Provided records
------------------------

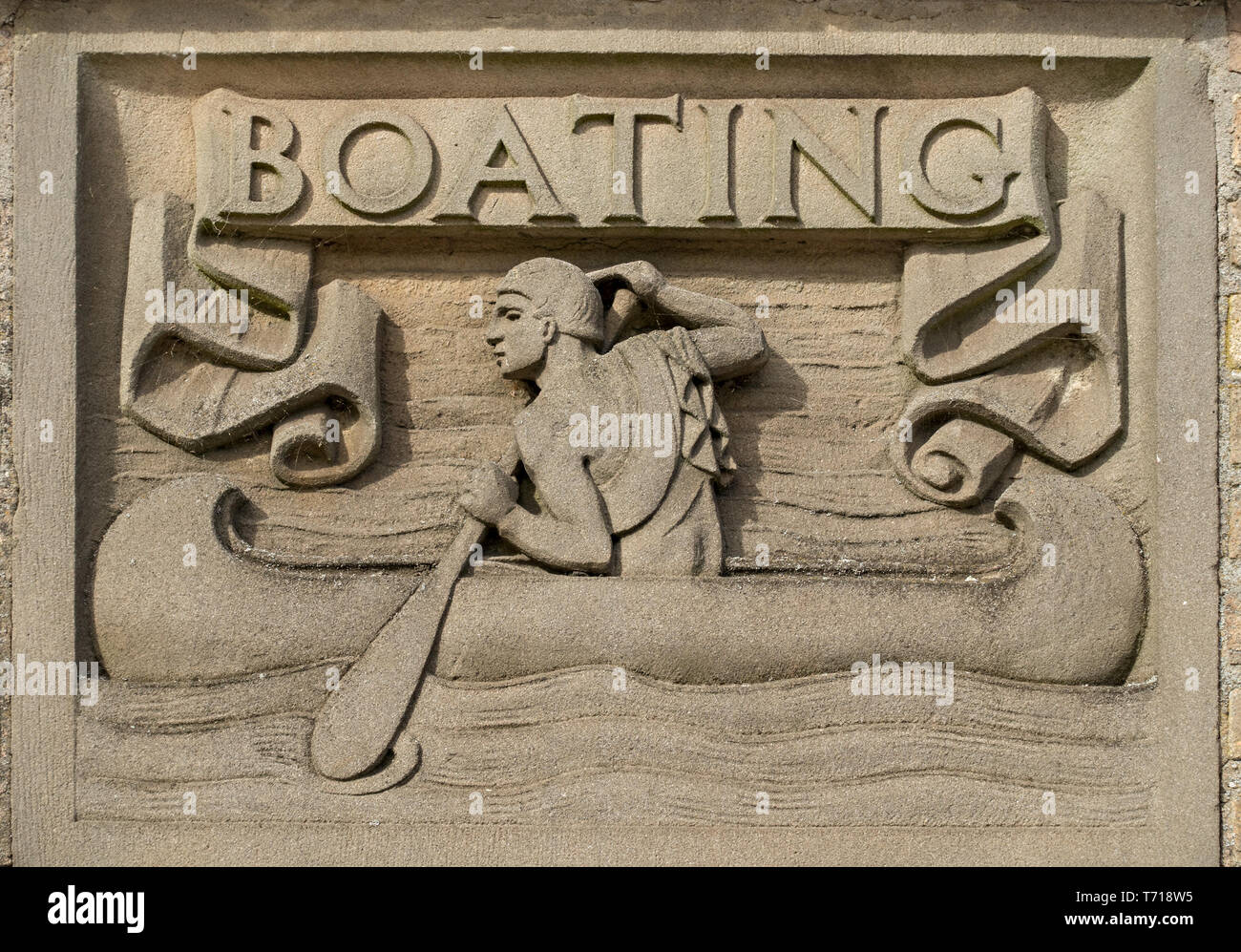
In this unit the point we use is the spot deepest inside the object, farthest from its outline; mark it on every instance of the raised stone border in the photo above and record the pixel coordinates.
(1224, 86)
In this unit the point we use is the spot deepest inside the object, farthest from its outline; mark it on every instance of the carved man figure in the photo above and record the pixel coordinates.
(636, 494)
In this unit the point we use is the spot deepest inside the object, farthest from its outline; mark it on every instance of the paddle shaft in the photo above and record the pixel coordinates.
(360, 719)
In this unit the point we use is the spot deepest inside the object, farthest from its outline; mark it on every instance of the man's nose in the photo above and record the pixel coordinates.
(494, 333)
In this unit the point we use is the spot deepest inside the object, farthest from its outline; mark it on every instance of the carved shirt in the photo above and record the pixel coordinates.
(661, 372)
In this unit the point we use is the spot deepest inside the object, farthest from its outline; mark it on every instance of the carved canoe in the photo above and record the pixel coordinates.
(1075, 620)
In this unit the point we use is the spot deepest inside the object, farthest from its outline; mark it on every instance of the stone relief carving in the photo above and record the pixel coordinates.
(597, 540)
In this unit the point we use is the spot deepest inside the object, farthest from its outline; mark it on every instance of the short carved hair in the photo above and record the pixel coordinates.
(562, 292)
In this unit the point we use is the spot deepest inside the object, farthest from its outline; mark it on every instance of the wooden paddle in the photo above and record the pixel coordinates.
(360, 720)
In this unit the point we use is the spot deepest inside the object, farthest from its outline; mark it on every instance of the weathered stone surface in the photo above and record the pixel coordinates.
(315, 593)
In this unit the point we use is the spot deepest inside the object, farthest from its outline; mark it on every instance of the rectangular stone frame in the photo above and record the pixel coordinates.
(1184, 596)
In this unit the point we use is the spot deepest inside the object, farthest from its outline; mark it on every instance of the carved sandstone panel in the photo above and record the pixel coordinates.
(686, 451)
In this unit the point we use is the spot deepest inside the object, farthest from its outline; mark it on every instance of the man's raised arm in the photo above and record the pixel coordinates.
(727, 336)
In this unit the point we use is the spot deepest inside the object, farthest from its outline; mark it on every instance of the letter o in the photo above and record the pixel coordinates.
(420, 144)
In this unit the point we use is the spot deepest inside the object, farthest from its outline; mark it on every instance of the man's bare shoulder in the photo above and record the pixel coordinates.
(542, 427)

------------------------

Stated goal
Could you copy out, word for word, everything from the line containing "the man's raised" down to the last of the entries?

Response to this exercise
In this unit the point we use is the spot deepest inside the object, farthest from its outline; mark it on every instance of the man's raised arm in the photo above and record the pixel coordinates.
(727, 336)
In this unit the point we use is the spot deepest inside the object, farthest from its outline; mark it on every instance of the letter o in the photo above and record the pixel coordinates.
(420, 144)
In this unit the point we use is the spot deepest inside the object, farthest from its outline; mark it on every instance of the man's bare shoulder in the photo above and record the pixel coordinates.
(542, 427)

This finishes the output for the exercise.